▶ _WHAT YOU HAVE TO DO_
Please copy out word for word the lines of the items below, starting with the line containing "Report x and y for each instance of the woman's" and ending with the line containing "x=462, y=108", both included, and output nothing else.

Excerpts of pointing data:
==========

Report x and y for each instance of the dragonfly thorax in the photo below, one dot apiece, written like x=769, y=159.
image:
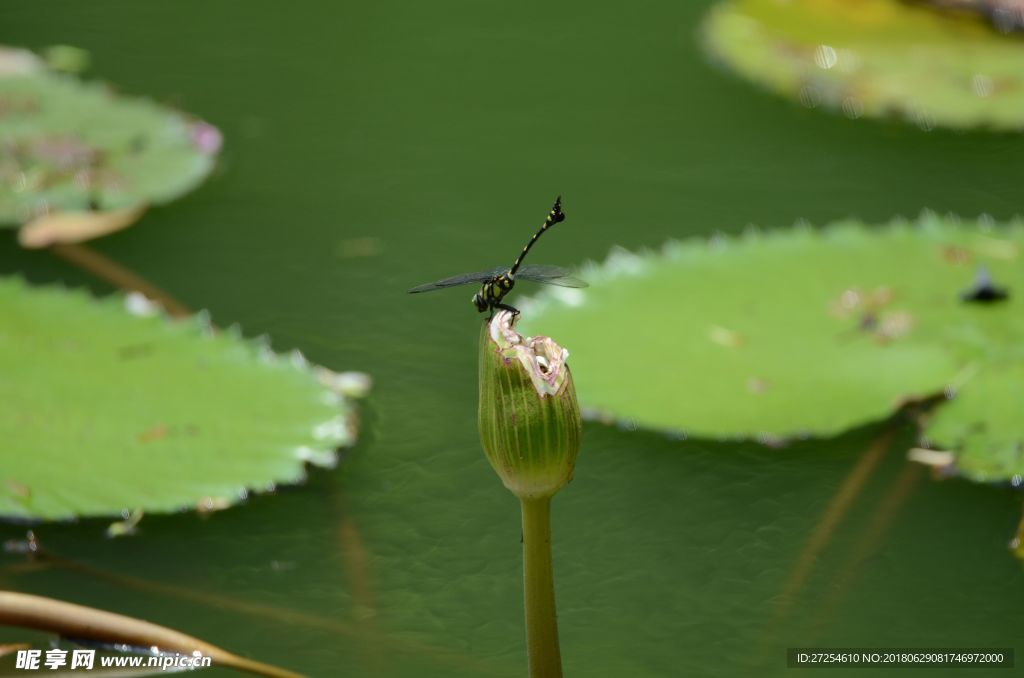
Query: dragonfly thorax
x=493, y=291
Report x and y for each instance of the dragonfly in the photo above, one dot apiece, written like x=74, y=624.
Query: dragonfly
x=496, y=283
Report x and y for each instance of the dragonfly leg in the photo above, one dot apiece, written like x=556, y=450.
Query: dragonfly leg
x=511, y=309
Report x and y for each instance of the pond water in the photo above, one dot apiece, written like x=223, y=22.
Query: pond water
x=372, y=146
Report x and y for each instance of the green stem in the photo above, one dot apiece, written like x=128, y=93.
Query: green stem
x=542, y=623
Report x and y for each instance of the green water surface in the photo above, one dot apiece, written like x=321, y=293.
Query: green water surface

==========

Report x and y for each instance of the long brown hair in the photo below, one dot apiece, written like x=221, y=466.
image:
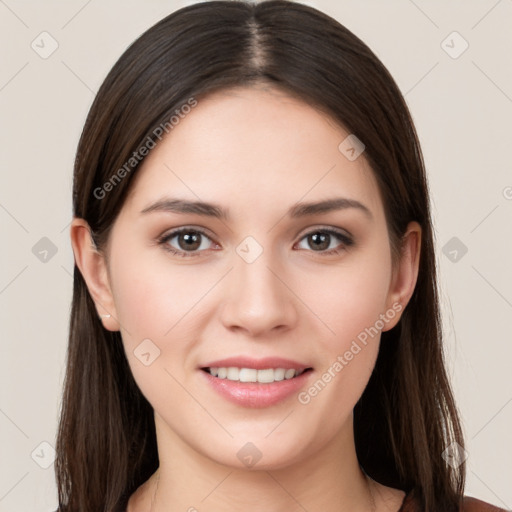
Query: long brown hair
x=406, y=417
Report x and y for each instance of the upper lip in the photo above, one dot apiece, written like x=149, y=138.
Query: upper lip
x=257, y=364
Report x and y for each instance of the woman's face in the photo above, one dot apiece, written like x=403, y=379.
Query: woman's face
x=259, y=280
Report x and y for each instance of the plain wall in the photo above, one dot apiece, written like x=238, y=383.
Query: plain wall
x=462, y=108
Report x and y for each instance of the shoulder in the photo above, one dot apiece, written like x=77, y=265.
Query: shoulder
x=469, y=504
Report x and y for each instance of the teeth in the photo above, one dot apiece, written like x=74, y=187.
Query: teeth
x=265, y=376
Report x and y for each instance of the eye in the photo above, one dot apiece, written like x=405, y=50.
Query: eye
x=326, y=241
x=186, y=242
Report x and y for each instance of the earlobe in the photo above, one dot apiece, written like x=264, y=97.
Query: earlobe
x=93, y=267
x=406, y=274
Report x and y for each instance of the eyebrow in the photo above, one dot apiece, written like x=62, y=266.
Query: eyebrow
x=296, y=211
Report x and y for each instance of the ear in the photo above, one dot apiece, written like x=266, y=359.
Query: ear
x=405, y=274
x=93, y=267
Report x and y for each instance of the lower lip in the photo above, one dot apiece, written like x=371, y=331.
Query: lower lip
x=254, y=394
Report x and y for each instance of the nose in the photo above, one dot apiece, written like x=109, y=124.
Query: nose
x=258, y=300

==========

▶ _FULL ANSWER_
Report x and y for each instance of the woman's face in the photo above, one dot apiece, written like x=403, y=379.
Query: woman's face
x=259, y=280
Report x and y for each instance of the plain wall in the photo above, one dot apiece, written like x=238, y=383.
Query: plain wall
x=462, y=108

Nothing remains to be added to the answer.